* [Exercise objective]:
Print the lines of the entries below from the one with "on the slate" through the final line, exactly as they appear. The pictures are not part of the copy.

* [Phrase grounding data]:
=== Section Start ===

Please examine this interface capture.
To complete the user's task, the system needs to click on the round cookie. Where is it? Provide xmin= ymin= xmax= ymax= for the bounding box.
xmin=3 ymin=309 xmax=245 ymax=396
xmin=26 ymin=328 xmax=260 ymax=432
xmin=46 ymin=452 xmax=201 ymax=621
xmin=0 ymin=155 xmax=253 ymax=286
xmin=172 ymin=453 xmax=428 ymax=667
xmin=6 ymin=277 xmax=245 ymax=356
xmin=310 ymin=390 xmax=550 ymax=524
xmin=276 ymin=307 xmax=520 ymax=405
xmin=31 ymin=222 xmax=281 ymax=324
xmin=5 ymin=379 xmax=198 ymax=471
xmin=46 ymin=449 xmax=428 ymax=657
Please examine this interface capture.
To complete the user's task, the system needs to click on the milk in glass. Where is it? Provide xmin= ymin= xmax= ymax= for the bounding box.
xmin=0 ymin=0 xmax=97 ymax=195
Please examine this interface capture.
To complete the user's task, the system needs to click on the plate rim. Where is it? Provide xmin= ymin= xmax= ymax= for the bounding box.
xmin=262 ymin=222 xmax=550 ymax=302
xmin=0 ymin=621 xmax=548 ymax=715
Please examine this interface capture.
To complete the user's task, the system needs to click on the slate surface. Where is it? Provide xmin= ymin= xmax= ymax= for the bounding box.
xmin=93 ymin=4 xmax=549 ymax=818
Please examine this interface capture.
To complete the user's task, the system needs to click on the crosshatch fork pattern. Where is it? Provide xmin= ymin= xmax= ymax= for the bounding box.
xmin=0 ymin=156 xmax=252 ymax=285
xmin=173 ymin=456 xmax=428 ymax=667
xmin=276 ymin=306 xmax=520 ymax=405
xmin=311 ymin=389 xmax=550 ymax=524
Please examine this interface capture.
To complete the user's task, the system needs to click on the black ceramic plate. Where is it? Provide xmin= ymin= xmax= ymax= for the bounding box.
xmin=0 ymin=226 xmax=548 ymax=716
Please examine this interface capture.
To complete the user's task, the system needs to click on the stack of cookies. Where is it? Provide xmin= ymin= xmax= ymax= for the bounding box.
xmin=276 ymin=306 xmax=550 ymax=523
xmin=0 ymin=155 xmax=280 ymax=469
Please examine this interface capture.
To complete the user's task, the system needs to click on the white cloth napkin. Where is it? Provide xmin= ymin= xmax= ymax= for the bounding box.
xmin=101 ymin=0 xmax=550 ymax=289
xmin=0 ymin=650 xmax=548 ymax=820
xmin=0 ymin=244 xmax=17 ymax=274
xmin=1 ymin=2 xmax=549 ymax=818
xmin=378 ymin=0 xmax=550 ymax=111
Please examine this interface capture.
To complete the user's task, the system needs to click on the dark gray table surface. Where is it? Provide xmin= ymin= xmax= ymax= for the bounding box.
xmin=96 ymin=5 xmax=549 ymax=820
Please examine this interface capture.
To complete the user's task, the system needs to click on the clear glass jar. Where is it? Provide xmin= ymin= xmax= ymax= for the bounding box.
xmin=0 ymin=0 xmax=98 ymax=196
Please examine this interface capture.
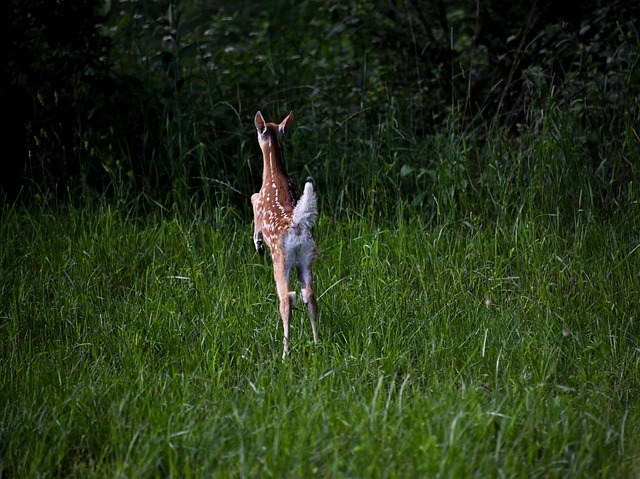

=== Section End ===

* [Final answer]:
To complete the user's task, the system needs to click on the slate surface. Where is it? Provide xmin= ymin= xmax= ymax= for the bounding box.
xmin=93 ymin=4 xmax=549 ymax=818
Please examine this interface capture.
To complete the user's task, the system needs to click on the crosshatch fork pattern. Where is it? Provide xmin= ymin= xmax= ymax= for the bounding box.
xmin=0 ymin=156 xmax=252 ymax=285
xmin=173 ymin=456 xmax=428 ymax=667
xmin=276 ymin=306 xmax=520 ymax=405
xmin=311 ymin=389 xmax=550 ymax=524
Please examine this interface capture.
To complete the user's task, the system needs to click on the black ceramic plate. Where is it? Provide xmin= ymin= xmax= ymax= for the bounding box.
xmin=0 ymin=226 xmax=548 ymax=716
Please examine this interface capture.
To complete the user's task, the system needs to click on the stack of cookies. Where is it? Provide xmin= ymin= xmax= ymax= for the bounding box.
xmin=276 ymin=306 xmax=550 ymax=523
xmin=0 ymin=155 xmax=280 ymax=469
Please examine this interface capture.
To complete the user's task, the system needs to click on the white cloth napkin. Where is it? Provide xmin= ymin= xmax= ymax= for the bounding box.
xmin=101 ymin=0 xmax=550 ymax=289
xmin=0 ymin=650 xmax=548 ymax=820
xmin=0 ymin=244 xmax=17 ymax=274
xmin=1 ymin=2 xmax=549 ymax=818
xmin=378 ymin=0 xmax=550 ymax=111
Please examine this interface capture.
To complete the user's task, the system needs to click on the dark gray table surface. Where is it? Provide xmin= ymin= xmax= ymax= for the bounding box.
xmin=96 ymin=5 xmax=549 ymax=820
Please examine this interface capture.
To complete the user's task, the system needs to click on the clear glass jar. Where is it? Provide xmin= ymin= xmax= ymax= for the bounding box.
xmin=0 ymin=0 xmax=98 ymax=196
Please examine this interface capture.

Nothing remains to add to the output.